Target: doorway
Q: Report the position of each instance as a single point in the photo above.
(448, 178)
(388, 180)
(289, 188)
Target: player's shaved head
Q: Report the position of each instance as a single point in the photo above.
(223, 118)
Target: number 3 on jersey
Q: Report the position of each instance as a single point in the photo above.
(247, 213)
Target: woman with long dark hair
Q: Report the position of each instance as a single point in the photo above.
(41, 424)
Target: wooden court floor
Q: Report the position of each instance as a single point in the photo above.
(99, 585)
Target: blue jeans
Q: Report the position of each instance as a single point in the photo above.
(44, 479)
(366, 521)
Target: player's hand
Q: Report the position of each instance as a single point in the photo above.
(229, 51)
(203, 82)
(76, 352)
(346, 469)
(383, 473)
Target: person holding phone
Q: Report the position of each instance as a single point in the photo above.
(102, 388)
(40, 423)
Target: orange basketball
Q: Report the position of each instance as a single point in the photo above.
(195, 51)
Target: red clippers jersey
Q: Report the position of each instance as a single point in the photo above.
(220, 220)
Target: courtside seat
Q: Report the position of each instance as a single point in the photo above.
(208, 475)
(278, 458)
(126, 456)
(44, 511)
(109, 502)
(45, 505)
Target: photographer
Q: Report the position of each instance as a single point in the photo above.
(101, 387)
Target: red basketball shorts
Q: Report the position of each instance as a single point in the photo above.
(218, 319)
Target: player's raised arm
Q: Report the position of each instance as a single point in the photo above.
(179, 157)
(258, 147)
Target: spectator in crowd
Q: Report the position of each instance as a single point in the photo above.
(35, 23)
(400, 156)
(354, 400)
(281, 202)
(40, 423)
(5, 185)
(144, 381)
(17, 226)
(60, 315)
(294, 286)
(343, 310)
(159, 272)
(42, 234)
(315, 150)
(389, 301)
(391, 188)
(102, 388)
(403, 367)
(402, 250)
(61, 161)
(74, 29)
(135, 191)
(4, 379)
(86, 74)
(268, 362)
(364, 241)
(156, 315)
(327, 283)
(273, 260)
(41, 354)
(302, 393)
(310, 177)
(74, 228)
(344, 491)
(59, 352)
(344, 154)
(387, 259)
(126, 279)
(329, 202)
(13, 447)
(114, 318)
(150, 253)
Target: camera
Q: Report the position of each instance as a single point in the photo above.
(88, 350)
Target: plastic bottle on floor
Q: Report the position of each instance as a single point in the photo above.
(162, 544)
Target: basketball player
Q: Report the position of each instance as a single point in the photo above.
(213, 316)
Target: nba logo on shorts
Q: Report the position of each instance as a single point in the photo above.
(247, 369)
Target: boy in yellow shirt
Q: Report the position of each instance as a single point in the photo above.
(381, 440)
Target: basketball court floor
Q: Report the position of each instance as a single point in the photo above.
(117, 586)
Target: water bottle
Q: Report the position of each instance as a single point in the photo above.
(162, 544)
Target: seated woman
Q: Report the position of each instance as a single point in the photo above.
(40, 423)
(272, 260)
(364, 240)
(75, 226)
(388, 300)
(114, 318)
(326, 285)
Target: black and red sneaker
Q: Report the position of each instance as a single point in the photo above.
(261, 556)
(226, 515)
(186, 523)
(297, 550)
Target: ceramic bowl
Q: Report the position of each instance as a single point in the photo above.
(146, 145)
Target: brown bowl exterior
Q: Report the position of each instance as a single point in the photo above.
=-=-=-=-=
WRITTEN EXERCISE — Copy all of the records above word for word, without changing a single character.

RESPONSE FOR THIS EXERCISE —
Target: doorway
Q: Report the position of each instance as a single point in the photo above.
(448, 178)
(388, 180)
(289, 188)
Target: player's shaved head
Q: Report the position of each instance as a single point in the photo above.
(223, 118)
Target: number 3 on jersey
Q: Report the position of each instance as a single point in the photo above.
(247, 213)
Target: woman with long dark hair
Q: Report the position of each instance as a single point in the photo above.
(41, 424)
Target: wooden court floor
Q: Report the position of each instance as a single point in the photo above.
(99, 585)
Target: blue jeans
Q: Report the position of each instance as a single point in the photo above.
(44, 479)
(366, 521)
Target: player's hand
Q: Report the position of each instance as a single point in the photo above.
(229, 51)
(203, 82)
(76, 352)
(346, 469)
(383, 473)
Target: person holding phone
Q: Report the position of each instance as a single point in the photo above.
(102, 388)
(40, 423)
Target: orange basketball
Q: Report the position of each instance as a single point in the photo above.
(195, 51)
Target: red clippers jersey
Q: Report the position of each instance as a single point in the photo above.
(220, 220)
Target: courtside seat
Q: Report the position of each instance as a single point in the photo above.
(208, 475)
(278, 458)
(126, 456)
(44, 511)
(109, 502)
(45, 505)
Target: photographer
Q: Report the position of each instance as a single point in the photo above.
(101, 387)
Target: red basketball shorts
Q: Report the position of each instance as a single point in the photo above.
(218, 319)
Target: player's raised arm
Q: Report the position of each instance as a single point in the photo above.
(179, 157)
(258, 147)
Target: spectator in crowd
Q: Report the position of each instance as a single point in the photo above.
(35, 23)
(400, 156)
(354, 400)
(281, 202)
(40, 423)
(5, 185)
(144, 381)
(17, 226)
(60, 315)
(294, 286)
(343, 310)
(159, 272)
(42, 234)
(315, 150)
(389, 301)
(391, 188)
(102, 388)
(403, 367)
(402, 250)
(61, 161)
(74, 29)
(135, 191)
(4, 379)
(86, 74)
(268, 362)
(364, 241)
(156, 315)
(327, 283)
(273, 260)
(41, 354)
(302, 393)
(310, 177)
(74, 228)
(344, 491)
(59, 352)
(344, 154)
(387, 259)
(126, 279)
(329, 202)
(13, 447)
(114, 318)
(150, 253)
Target: camera
Q: Report the position of each instance as a single point in the photo above.
(88, 350)
Target: plastic bottle on floor
Q: Report the position of each instance as a single point in the photo above.
(162, 544)
Target: basketball player
Q: Report the position of each instance as a single point in the photo above.
(213, 316)
Target: nba logo on shorts
Q: Report the position of each instance as a single point in the photo above.
(247, 369)
Target: boy in yellow shirt
Q: Report the position of each instance as a single point in the photo above.
(381, 440)
Target: basketball court floor
Q: Report the position of each instance as a single point in the photo above.
(117, 586)
Target: water bottle
Q: Report the position of each instance as a single point in the photo above.
(162, 544)
Target: seated woman
Q: Report the position of each instance as a single point in the photo above.
(40, 423)
(272, 260)
(364, 240)
(75, 226)
(388, 300)
(114, 318)
(326, 285)
Target: black and red sneaker
Q: Report the position of each instance as a single point in the photo above.
(261, 556)
(226, 515)
(186, 523)
(297, 550)
Target: ceramic bowl
Q: Report the position of each instance as a single point in the photo above.
(146, 145)
Target: brown bowl exterior
Q: Report the position of each instance as a single point in the photo above.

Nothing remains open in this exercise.